#### DATA RECORDS ####

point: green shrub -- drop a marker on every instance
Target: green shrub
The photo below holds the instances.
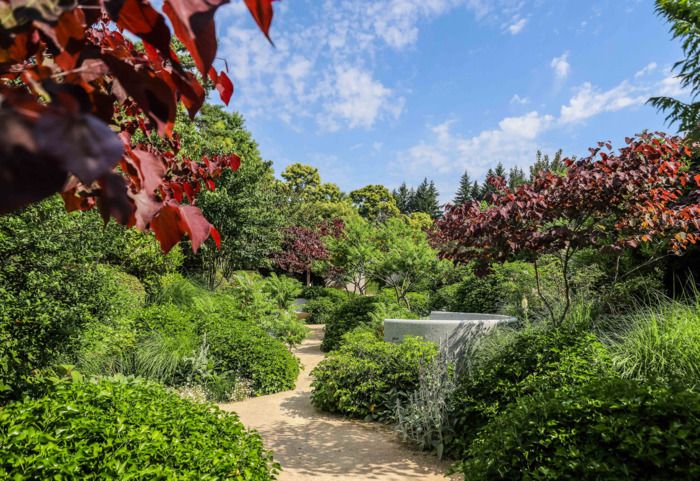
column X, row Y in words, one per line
column 126, row 429
column 107, row 348
column 285, row 326
column 249, row 353
column 166, row 318
column 660, row 343
column 320, row 309
column 282, row 290
column 607, row 430
column 178, row 290
column 525, row 362
column 353, row 313
column 419, row 302
column 479, row 294
column 366, row 377
column 312, row 292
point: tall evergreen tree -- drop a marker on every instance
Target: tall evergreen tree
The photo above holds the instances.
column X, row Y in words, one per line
column 404, row 198
column 464, row 193
column 544, row 164
column 516, row 177
column 426, row 199
column 487, row 189
column 476, row 191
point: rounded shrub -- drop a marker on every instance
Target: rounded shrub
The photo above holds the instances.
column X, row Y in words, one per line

####

▸ HOW TO COMPLETE THIS TASK:
The output should consist of every entry above, printed exactly, with the images removed.

▸ REPLY:
point: green shrub -- drop a marker on every instance
Target: green shrub
The photo below holds the instances.
column X, row Y in words, one per line
column 126, row 429
column 107, row 348
column 285, row 326
column 249, row 353
column 166, row 318
column 660, row 343
column 320, row 309
column 282, row 290
column 607, row 430
column 178, row 290
column 525, row 362
column 353, row 313
column 419, row 302
column 479, row 294
column 366, row 377
column 312, row 292
point: tall evergreen tree -- drop a marker on every instance
Target: tall evergreen tree
The photo above holds the instances.
column X, row Y in words, one per line
column 404, row 198
column 464, row 193
column 544, row 164
column 516, row 177
column 426, row 199
column 487, row 189
column 476, row 191
point: rounded shrub -- drop a marker on every instance
Target: rounded shrub
The photo above holds the instances.
column X, row Y in words, one per line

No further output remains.